*TASK TO CARRY OUT*: Please copy out all of the material below word for word, keeping every line as it appears.

:: INFORMATION SHOWN ::

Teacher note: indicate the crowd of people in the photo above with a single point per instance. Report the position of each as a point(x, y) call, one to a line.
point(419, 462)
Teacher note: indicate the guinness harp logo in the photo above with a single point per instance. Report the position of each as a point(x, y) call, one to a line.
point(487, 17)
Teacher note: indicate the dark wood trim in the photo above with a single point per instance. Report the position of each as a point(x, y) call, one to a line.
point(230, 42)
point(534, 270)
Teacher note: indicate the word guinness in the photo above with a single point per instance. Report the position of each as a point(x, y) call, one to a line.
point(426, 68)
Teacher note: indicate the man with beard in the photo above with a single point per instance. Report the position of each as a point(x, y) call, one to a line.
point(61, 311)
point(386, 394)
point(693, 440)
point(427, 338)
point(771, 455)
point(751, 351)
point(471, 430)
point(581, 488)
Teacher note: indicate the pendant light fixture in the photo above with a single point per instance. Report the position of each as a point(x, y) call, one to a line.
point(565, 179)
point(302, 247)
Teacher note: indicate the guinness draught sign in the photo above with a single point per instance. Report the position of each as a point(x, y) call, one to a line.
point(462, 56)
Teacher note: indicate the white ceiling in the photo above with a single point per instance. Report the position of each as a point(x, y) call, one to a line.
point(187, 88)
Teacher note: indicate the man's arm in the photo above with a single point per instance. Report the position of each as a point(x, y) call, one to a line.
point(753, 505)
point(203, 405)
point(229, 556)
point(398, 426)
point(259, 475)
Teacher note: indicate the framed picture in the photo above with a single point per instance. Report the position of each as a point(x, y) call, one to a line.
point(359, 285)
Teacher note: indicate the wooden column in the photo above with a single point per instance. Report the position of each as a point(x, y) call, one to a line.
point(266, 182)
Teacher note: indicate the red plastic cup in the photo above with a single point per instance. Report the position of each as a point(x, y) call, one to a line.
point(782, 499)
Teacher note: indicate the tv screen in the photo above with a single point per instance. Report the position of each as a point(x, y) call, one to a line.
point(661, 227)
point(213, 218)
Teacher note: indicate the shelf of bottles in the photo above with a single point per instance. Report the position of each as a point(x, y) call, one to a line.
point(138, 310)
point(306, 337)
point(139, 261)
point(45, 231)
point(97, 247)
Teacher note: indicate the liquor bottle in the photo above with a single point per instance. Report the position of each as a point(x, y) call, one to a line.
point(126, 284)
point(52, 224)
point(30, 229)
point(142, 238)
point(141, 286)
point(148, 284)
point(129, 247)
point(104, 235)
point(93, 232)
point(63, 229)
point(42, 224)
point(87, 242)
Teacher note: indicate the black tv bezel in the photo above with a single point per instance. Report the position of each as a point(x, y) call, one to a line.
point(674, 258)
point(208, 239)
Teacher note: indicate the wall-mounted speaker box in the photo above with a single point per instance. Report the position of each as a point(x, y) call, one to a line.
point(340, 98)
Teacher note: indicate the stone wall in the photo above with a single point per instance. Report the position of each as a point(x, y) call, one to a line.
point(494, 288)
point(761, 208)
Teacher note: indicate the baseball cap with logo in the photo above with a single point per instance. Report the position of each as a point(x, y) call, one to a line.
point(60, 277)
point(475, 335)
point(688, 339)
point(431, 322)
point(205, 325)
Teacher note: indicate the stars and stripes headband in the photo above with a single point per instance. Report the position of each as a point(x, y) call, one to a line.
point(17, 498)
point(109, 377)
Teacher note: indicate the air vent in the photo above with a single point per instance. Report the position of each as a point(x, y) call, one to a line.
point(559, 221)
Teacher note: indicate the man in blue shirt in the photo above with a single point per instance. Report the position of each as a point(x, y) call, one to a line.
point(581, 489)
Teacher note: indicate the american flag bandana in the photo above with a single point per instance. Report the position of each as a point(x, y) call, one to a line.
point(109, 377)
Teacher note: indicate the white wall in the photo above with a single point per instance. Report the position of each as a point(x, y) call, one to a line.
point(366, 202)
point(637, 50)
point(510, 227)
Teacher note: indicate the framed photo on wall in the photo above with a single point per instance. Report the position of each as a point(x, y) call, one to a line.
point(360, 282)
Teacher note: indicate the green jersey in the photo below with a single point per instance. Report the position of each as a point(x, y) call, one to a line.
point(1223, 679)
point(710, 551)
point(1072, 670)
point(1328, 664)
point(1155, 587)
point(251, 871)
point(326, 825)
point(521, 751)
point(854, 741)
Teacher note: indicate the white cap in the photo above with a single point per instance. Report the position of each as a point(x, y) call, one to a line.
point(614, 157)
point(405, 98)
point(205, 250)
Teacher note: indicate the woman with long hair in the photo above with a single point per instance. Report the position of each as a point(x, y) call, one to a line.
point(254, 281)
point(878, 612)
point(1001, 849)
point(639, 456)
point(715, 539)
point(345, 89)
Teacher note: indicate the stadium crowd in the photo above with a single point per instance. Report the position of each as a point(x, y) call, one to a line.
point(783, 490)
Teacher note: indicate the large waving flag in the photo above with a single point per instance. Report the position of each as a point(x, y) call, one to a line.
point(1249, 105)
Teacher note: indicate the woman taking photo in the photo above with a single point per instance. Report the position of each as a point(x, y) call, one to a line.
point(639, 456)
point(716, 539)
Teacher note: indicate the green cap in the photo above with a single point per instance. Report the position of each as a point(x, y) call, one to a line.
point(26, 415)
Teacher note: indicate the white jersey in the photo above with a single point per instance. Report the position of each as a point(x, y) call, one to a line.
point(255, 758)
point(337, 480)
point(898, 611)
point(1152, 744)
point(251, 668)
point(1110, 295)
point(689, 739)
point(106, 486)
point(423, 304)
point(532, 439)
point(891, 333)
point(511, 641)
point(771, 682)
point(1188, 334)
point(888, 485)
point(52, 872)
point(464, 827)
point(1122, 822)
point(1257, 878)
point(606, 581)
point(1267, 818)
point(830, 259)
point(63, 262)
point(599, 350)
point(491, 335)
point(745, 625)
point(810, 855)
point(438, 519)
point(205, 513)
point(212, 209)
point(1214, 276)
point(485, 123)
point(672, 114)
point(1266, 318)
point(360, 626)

:::

*COMPLETE ANSWER*:
Teacher note: indicate the crowd of people in the photo above with a single point per instance. Report the position of each as a point(x, y) call, one to a line.
point(419, 462)
Teacher note: indicate the guinness harp logo in the photo above with a single point per instance. Report the position of each as a point(x, y) call, one to a line.
point(487, 17)
Teacher note: indicate the dark wood trim in the photo above with a single point per instance. Report the position of each as a point(x, y) call, one to a line.
point(230, 42)
point(534, 270)
Teacher note: indicate the word guinness in the photo above with a single point per instance. Report the position of each as a point(x, y) call, one to a line.
point(426, 68)
Teacher note: indicate the man with beard in the photo above with a single point per instance. Report the position of each as a point(x, y) call, one to a line.
point(61, 311)
point(386, 394)
point(693, 440)
point(427, 338)
point(771, 455)
point(751, 351)
point(471, 430)
point(581, 488)
Teacher note: indicate the pendant light fixture in the photo above with a single point per instance. Report the position of each as a point(x, y) call, one to a line.
point(565, 179)
point(302, 247)
Teacher note: indicate the guinness draught sign in the photo above with a single point per instance. Report the position of each as a point(x, y) call, one to a line.
point(462, 56)
Teacher note: indicate the white ceiling in the photo above with a single point per instance. Report the position of each as a point(x, y) call, one to a line.
point(187, 88)
Teacher note: indicate the man's arm in the photo above with a single point per instance. Report the position of each as a point(x, y) call, one to a line.
point(753, 505)
point(203, 405)
point(229, 556)
point(398, 426)
point(259, 475)
Teacher note: indicate the framed picture in the photo above with a single point per instance. Report the position of each as a point(x, y) call, one to a line.
point(359, 285)
Teacher note: indicate the wooden column in the photo above with a single point per instance. Report the position of each as a point(x, y) call, one to a line.
point(266, 182)
Teacher note: indicate the red plastic cup in the photo above with a single point per instance. Report the position of each as a point(x, y) call, one to a line.
point(782, 499)
Teacher note: indicate the tv screen in the photo above with a single point per instance. Report the position of each as a point(x, y) call, one to a line.
point(661, 227)
point(213, 218)
Teacher note: indicate the shelf of bottles in the photo above with a single point per instance. Report the position of each as a point(x, y) call, one to a line.
point(138, 310)
point(306, 337)
point(139, 261)
point(45, 231)
point(97, 247)
Teacher note: indicate the liquor bottle in the photo above with a single point per instance. Report the position of each as a point(x, y) call, one to a line.
point(126, 284)
point(52, 224)
point(30, 229)
point(142, 238)
point(141, 286)
point(148, 284)
point(129, 247)
point(104, 235)
point(93, 232)
point(63, 229)
point(42, 224)
point(87, 242)
Teacher note: indicate the black tv bezel in the photo above with a single point per instance. Report the position of each as a point(x, y) call, one to a line.
point(674, 258)
point(208, 239)
Teacher note: indicate the wall-mounted speaker box in the photo above with a single point per instance. Report the position of each as a point(x, y) call, one to a line.
point(340, 98)
Teacher note: indicate the stone wall in the photo above with a single point per instance. Report the position of each as a point(x, y) call, one to a line.
point(494, 288)
point(761, 208)
Teacher note: indicate the baseball cap with logo in the photo above with a single point per instance. Report the position of each as a point(x, y) call, one to a line.
point(60, 277)
point(475, 335)
point(688, 339)
point(431, 322)
point(205, 325)
Teacher note: indicate the stars and stripes headband in the photo above with a single point per instance. Report the position of each as a point(x, y) call, one to a line.
point(17, 498)
point(109, 377)
Teacher note: indicate the air vent in the photo above with a single point per instance. Report the position of each as a point(x, y) call, one to a line.
point(559, 221)
Teacher note: indicate the man in blue shirt in the photo above with a single point per instance. Report the position of each as a point(x, y) call, one to a line.
point(581, 489)
Teacher note: indicate the american flag bandana in the photo above with a single point per instance. Report the position of each as a point(x, y) call, one to a line.
point(109, 377)
Teacher note: indicate the white wall in the photo above with a single point per instance. Report the position of each as a point(x, y) call, one to a line.
point(366, 202)
point(637, 50)
point(510, 227)
Teacher note: indicate the framed photo on wall in the photo above with a single point per instance. Report the position of each as a point(x, y) call, one to a line.
point(360, 282)
Teacher note: indicate the green jersey in the photo below with a single point per instance. Report the position of each as a point(x, y) call, one to a line.
point(1223, 679)
point(710, 551)
point(1072, 670)
point(1328, 664)
point(1155, 587)
point(251, 871)
point(326, 825)
point(521, 751)
point(854, 741)
Teacher note: indicate the white cap in the photo above with a single point per instance. Report the position of each as a point(x, y) call, one to a line.
point(614, 157)
point(405, 98)
point(205, 250)
Teacher note: indicate the woman with long hair in the photo above with a single point per instance. Report the position of each as a point(x, y) call, one to a line.
point(254, 281)
point(878, 612)
point(1001, 849)
point(639, 456)
point(715, 539)
point(345, 89)
Teacher note: indicate the stadium crowd in the photo above with a single point per instance. Report the position of each as a point(x, y) call, one to a line.
point(783, 490)
Teacher note: indicate the large waving flag in the photo above with a single point per instance. Report the position of each as a point(x, y) call, one to a line.
point(1249, 105)
Teacher note: indicate the woman taking photo in the photo above with a single point per instance. Report the position of each as a point(x, y) call, one to a line.
point(639, 456)
point(716, 539)
Teacher note: indicate the green cap in the photo above with a single point per instance. Report the position of each as a point(x, y) call, one to a line.
point(26, 415)
Teacher note: indicate the white jersey in the photo above with a single point per instance. Report the position of each as a point(x, y) call, one to a line.
point(255, 758)
point(337, 480)
point(898, 611)
point(1152, 744)
point(251, 668)
point(1110, 295)
point(689, 739)
point(106, 486)
point(423, 304)
point(532, 439)
point(891, 333)
point(511, 641)
point(771, 682)
point(1188, 334)
point(888, 485)
point(52, 872)
point(464, 827)
point(1122, 822)
point(1257, 878)
point(606, 581)
point(1267, 818)
point(830, 259)
point(63, 262)
point(599, 350)
point(491, 335)
point(745, 625)
point(810, 855)
point(438, 519)
point(205, 513)
point(212, 209)
point(1214, 276)
point(485, 123)
point(672, 114)
point(1266, 318)
point(360, 626)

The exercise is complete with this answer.